__Supplied text__
Jinglin Li was a high school junior when the COVID-19 pandemic hit. She adjusted well to remote learning, but noticed that her elementary-age siblings were challenged by the sudden shift out of the classroom and onto a screen.
“I knew if my siblings were struggling, other students and families had to be struggling, too,” says Li, a second-year student studying computer science in the College of Science and Engineering at the University of Minnesota.
That’s where Living Room Tutors comes in. Li decided to launch a web-based tutoring service, born out of the pandemic, for students from kindergarten through grade 12. The idea was straightforward: students in need of tutoring would be matched with volunteer educators and receive one-on-one instruction every week. A crucial differentiator? All tutoring services would be free.
“Tutoring is a valuable, effective intervention for the educational trajectories of students; it doesn’t make sense that only a limited number of students can access it,” she says. “I wanted Living Room Tutors to be as accessible as possible.”
Li found her first group of 10 to 15 tutors by reaching out to friends and classmates at her Rochester, Minnesota, high school. The program grew quickly from there, mostly by word of mouth. Now, Living Room Tutors serves hundreds of students, with tutors and students from across the country taking part in the program. “It’s a mutually beneficial exchange,” she says.
In addition to her work with Living Room Tutors and her studies at the U of M, Li has been involved with programs designed to improve access to education for underserved students. For example, last year she acted as a mentor to high school students from historically underrepresented identities in the STEM field.
This year she’s working as a community advisor in her residence hall, a role that allows her to help fellow students navigate the college experience. In addition to taking a full class load, she also plays on the women’s Ultimate Frisbee team and is a member of the Society for Women Engineers.
A recipient of the U of M Presidential Scholarship, the Cargill thrive Scholarship, the Johnson Brothers Scholarship in Entrepreneurship, and the Ecolab Scholars Program Scholarship, Li acknowledges how donor gifts have helped her balance this busy schedule.
“I’m grateful for the generosity of these various scholarship programs,” she says. “They have alleviated a great deal of the financial pressure of college.”
She also enjoys the career-building opportunities associated with her Cargill thrive Scholarship. “We meet every other Monday and take part in leadership development activities,” she says. “It’s great to meet the other recipients and learn from each other.”
Li is enthusiastic about the variety of career opportunities available to computer science majors. “Computers and computer models present many opportunities to address major global problems,” she says. “The unknown of how computation could change the world motivates me to be a part of the exploration and discovery of new technologies.”

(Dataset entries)
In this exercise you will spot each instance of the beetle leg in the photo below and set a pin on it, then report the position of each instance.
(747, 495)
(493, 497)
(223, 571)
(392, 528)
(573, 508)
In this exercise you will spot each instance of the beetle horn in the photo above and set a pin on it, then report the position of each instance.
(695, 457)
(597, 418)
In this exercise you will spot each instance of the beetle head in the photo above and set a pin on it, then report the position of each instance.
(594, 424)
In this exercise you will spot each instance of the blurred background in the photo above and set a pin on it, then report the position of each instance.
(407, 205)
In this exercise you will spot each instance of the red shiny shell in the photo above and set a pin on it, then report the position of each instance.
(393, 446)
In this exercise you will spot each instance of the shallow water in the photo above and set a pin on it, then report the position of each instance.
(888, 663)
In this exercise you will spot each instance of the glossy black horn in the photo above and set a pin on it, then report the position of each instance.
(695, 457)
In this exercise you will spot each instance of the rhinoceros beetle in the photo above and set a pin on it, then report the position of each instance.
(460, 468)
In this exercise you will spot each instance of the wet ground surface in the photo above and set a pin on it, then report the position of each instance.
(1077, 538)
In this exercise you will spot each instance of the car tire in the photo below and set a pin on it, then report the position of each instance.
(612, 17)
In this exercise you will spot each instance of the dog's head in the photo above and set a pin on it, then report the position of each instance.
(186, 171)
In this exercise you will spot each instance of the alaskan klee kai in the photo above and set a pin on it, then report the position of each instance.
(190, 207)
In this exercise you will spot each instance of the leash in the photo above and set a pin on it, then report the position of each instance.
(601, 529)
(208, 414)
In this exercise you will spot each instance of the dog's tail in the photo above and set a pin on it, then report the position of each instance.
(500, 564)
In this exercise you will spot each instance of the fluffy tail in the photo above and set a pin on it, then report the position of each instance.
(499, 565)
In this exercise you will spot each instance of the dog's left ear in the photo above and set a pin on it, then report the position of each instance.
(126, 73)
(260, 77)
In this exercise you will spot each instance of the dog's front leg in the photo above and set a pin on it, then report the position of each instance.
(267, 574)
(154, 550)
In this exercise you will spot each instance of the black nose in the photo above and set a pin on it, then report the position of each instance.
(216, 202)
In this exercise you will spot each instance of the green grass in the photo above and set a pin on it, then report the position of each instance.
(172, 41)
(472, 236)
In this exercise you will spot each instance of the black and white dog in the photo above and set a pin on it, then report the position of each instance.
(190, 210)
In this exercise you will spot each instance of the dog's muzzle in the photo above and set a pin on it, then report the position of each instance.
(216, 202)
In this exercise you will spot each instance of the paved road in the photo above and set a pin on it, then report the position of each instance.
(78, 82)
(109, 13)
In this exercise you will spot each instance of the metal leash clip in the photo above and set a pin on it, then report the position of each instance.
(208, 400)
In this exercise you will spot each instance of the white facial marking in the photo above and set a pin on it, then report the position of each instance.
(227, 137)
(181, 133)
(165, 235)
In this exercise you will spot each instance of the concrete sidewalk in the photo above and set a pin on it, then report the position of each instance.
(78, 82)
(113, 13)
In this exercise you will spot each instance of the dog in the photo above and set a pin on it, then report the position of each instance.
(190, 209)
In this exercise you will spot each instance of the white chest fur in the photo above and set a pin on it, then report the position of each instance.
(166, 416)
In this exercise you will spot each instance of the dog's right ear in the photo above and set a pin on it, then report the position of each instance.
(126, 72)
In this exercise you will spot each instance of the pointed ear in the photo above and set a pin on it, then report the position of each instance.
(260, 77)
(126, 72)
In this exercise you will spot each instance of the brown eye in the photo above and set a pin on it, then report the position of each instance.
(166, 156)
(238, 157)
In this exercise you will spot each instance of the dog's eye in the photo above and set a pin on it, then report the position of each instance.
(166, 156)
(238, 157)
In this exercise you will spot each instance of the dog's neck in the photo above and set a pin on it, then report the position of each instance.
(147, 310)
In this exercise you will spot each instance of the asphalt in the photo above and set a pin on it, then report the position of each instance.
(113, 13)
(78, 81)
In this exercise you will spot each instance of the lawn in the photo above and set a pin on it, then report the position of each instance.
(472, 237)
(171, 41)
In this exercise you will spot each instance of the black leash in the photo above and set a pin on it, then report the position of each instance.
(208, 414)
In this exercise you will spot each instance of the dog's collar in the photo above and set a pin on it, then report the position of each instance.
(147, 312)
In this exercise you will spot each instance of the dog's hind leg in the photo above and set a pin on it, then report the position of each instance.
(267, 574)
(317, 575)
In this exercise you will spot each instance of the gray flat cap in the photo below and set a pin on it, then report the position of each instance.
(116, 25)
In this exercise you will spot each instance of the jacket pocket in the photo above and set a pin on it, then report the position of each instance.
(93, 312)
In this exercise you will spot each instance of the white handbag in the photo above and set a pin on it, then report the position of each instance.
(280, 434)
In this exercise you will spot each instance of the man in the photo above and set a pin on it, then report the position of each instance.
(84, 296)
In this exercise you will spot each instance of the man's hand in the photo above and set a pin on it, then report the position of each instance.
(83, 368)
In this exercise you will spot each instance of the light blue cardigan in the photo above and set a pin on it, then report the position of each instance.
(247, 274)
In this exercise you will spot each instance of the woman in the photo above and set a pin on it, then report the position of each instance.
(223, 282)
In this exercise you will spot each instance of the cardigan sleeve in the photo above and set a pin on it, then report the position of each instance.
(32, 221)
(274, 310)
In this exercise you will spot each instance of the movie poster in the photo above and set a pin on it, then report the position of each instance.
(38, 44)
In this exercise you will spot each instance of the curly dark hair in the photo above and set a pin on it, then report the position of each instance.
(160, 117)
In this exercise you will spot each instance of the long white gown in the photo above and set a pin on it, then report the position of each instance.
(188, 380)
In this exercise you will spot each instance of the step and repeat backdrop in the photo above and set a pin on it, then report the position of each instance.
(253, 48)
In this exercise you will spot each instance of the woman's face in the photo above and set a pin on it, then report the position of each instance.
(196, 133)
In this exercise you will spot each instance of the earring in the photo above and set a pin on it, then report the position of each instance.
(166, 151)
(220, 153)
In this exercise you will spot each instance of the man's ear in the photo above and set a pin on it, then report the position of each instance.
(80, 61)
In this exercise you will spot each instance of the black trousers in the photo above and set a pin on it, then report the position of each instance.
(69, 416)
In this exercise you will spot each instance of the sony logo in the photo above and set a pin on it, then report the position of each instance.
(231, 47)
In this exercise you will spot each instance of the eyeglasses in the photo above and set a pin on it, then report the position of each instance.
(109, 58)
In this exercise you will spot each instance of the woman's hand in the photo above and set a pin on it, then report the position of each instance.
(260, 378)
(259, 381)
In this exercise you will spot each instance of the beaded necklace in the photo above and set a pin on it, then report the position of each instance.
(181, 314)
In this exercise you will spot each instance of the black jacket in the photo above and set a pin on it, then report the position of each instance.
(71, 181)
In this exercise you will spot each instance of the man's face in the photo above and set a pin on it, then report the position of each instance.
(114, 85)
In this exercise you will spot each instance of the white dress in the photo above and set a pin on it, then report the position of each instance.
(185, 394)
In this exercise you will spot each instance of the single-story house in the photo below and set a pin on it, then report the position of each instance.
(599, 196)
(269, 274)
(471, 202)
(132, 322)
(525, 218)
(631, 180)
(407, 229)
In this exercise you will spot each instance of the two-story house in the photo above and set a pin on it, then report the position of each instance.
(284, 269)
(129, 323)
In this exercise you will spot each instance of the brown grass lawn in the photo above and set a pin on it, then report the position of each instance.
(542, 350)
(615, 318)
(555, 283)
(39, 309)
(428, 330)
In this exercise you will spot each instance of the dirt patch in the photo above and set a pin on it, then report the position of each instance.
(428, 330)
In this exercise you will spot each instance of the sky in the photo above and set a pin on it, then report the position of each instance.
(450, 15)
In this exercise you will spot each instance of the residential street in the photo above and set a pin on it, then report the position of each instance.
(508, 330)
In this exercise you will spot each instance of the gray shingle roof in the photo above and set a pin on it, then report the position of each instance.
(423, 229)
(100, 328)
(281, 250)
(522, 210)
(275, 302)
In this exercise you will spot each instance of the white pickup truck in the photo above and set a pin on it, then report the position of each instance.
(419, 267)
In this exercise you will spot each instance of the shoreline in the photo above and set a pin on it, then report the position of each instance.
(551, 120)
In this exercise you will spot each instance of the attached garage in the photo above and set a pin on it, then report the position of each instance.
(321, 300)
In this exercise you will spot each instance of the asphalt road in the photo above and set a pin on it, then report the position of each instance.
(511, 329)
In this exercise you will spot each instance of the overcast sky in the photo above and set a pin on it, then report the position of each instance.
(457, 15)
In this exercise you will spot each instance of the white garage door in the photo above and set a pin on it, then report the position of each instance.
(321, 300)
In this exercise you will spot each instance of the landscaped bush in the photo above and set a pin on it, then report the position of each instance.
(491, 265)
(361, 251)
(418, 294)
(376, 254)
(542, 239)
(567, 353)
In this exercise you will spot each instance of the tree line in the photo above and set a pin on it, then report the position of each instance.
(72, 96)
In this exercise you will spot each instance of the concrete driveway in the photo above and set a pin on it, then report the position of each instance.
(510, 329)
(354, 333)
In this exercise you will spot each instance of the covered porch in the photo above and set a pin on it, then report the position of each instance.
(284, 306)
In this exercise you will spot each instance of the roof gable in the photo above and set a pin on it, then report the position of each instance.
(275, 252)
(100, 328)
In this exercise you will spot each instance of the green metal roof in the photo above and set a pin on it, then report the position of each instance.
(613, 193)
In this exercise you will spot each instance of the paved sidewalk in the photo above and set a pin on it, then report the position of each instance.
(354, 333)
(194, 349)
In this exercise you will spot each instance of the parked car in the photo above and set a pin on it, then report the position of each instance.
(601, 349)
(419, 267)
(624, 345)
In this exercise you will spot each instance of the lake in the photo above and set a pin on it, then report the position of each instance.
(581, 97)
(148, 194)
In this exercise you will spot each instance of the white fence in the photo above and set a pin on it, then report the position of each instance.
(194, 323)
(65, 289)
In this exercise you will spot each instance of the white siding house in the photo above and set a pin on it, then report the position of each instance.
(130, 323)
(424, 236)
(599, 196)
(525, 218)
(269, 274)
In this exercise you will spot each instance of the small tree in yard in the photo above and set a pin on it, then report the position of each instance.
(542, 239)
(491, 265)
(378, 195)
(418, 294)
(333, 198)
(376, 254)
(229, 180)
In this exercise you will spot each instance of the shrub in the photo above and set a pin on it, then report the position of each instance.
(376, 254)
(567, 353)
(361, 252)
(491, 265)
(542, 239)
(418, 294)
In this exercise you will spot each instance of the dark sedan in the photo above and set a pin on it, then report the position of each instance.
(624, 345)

__Directions for this task__
Return the portion of the profile of Jinglin Li between "Jinglin Li was" and "would be free.", inclusive, copied exactly.

__Answer area__
Jinglin Li was a high school junior when the COVID-19 pandemic hit. She adjusted well to remote learning, but noticed that her elementary-age siblings were challenged by the sudden shift out of the classroom and onto a screen.
“I knew if my siblings were struggling, other students and families had to be struggling, too,” says Li, a second-year student studying computer science in the College of Science and Engineering at the University of Minnesota.
That’s where Living Room Tutors comes in. Li decided to launch a web-based tutoring service, born out of the pandemic, for students from kindergarten through grade 12. The idea was straightforward: students in need of tutoring would be matched with volunteer educators and receive one-on-one instruction every week. A crucial differentiator? All tutoring services would be free.